◆ WHAT IS REQUIRED ◆
Pull out every line in the data below that contains the word "sleeve" and copy each such line in full.
Start of ENTRIES
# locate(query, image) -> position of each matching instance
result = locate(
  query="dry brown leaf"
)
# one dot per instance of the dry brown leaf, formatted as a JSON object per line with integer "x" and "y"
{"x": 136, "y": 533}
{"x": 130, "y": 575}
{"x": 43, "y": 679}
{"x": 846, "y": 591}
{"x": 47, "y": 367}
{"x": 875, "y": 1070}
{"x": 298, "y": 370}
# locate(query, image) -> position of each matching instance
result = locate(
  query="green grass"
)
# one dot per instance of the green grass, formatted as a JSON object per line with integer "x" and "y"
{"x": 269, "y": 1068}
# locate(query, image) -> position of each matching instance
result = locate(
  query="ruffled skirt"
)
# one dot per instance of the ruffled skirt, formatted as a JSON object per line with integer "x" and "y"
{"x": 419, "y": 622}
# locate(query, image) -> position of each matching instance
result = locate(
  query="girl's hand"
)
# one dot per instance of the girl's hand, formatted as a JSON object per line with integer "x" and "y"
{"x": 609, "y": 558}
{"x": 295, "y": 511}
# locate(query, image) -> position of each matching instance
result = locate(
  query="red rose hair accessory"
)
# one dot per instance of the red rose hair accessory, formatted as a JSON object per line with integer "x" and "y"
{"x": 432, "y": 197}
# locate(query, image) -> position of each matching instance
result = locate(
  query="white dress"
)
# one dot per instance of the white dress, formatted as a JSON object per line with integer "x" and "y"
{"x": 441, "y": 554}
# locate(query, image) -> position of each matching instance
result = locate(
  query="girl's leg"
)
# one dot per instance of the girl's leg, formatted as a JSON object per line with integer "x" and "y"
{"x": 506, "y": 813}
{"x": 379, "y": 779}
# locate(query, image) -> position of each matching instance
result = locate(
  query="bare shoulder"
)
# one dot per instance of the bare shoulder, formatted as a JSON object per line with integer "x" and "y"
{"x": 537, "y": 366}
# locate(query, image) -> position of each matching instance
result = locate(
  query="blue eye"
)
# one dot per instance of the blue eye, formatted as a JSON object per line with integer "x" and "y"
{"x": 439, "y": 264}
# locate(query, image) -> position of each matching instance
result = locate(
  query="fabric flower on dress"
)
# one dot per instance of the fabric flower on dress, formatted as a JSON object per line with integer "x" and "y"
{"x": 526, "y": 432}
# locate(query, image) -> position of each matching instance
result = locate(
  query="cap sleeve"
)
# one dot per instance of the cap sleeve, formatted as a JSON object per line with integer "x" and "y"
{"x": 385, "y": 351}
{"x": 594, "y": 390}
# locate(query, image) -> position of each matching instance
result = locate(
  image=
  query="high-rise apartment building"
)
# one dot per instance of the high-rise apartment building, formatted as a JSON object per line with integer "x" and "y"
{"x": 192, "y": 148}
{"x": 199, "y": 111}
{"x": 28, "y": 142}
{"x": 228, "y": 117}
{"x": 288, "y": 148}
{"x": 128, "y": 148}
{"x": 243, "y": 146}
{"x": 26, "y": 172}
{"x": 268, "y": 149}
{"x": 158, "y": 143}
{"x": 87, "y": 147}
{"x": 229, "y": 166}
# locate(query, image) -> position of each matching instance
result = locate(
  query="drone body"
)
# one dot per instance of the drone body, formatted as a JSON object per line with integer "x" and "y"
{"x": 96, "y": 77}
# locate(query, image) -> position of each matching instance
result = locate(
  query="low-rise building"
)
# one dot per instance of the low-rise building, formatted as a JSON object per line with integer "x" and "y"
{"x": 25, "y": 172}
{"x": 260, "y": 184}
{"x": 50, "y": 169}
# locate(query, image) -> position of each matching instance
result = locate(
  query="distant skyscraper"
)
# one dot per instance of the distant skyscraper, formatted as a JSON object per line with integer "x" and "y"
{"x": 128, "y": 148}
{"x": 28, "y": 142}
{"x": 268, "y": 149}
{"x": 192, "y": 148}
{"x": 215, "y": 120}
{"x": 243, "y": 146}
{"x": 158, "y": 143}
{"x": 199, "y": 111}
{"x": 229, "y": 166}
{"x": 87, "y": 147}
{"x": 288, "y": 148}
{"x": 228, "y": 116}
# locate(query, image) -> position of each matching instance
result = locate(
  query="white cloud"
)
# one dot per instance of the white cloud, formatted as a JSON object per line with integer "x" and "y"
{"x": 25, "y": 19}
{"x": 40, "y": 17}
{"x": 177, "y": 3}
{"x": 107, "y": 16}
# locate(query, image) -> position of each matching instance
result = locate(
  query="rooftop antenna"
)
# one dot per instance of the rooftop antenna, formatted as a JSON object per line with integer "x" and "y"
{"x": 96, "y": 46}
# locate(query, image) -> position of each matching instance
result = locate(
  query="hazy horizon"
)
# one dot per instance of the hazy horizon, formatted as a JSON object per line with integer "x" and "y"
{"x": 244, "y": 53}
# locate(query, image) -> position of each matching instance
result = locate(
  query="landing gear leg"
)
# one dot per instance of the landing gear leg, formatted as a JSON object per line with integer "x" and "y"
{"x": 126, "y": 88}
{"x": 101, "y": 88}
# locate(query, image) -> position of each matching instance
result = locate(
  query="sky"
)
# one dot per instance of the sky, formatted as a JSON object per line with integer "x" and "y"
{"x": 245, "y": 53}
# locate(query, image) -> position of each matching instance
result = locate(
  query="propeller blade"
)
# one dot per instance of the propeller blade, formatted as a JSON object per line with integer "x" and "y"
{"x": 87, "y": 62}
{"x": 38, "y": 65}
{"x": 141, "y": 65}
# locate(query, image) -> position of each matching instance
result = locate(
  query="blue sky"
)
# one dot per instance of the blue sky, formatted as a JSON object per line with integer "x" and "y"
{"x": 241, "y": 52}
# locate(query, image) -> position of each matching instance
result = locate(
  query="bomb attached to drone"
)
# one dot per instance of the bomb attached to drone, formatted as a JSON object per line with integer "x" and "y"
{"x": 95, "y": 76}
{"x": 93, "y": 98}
End of ENTRIES
◆ EXERCISE ANSWER ◆
  query="cap sleeve"
# one dot per instance of the cap sleeve, formatted as a JSON object per line with integer "x" and "y"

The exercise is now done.